What you are asked to do |
Copy every one of the records below word for word, keeping each line as it stands.

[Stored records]
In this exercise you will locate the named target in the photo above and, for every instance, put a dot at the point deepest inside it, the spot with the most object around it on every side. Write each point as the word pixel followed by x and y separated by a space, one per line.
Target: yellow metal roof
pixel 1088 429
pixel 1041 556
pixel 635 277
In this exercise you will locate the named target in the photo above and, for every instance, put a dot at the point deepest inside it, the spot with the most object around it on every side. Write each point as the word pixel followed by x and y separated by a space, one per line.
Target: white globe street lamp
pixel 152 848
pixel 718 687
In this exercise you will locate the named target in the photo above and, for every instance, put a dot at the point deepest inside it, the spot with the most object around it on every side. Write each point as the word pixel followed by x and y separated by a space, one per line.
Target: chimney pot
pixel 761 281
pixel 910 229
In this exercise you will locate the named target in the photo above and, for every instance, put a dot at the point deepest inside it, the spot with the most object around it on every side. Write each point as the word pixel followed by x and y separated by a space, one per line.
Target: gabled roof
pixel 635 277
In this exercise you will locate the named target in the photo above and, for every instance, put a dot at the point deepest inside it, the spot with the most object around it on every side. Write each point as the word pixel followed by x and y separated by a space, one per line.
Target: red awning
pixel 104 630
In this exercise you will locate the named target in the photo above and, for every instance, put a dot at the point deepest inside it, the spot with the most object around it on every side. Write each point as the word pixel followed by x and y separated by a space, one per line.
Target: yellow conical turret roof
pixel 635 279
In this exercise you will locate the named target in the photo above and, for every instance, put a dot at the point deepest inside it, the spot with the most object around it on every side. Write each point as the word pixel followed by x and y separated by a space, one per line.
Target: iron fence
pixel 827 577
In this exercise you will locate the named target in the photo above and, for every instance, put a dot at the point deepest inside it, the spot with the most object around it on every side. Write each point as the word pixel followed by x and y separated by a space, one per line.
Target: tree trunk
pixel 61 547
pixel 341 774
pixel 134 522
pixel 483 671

Solution |
In this exercise you will locate the named target in the photo above and, for every instance, put a dot at the point deepest inside it, the spot with the most object around it on every side. Write each point as the word pixel followed by x and y separated by a space, one per line.
Target: yellow metal roof
pixel 1088 429
pixel 1041 556
pixel 635 277
In this exercise you will locate the named target in the photo above and, for every instance, put a dot at the point deepest inside it, the spot with the most object around it on every side. Write each point as the word pixel followed by x and y separated by a space, one per line.
Target: white globe street lamp
pixel 152 848
pixel 718 687
In this exercise you will locate the named target in the photo above and, for every instance, put a dot at the point deepest inside it, the spot with the most object around it on every side. Write each point as the word pixel followed by x and y separated by a space, one per line.
Target: chimney pot
pixel 761 281
pixel 910 229
In this exercise you will locate the named target in the photo above and, for every instance, put a dot at the point deepest inside it, the spot with the most object around it on every side. Write each point as the word pixel followed by x and y separated by a space, one per line.
Target: gabled roof
pixel 635 277
In this exercise you will locate the named target in the photo above and, for every instance, put a dot at the point deepest inside it, the spot with the most object around it on every side. Write each point as the word pixel followed by x and y separated by a space, one per line.
Target: red awning
pixel 104 630
In this exercise you will locate the named target in the photo above and, for every instance, put a dot at the point deepest inside it, the spot with the most object around it on every side. Write each point as the word pixel followed by x and y separated by a space, one per line.
Target: yellow conical turret roof
pixel 635 279
In this exercise you will locate the named target in the photo above and, for every instance, put a dot at the point deepest inside it, the spot with the most object around it on every side. Write each point as the word pixel followed by x and y separated by a space, one per line.
Target: iron fence
pixel 827 577
In this exercise you will locate the named target in the photo above and, for every instance, put a dot at the point deepest inside it, the spot with the most object around it on every side. Write each point as the word pixel followed by x and y separated by a space, one per line.
Target: tree trunk
pixel 61 547
pixel 341 774
pixel 134 522
pixel 483 671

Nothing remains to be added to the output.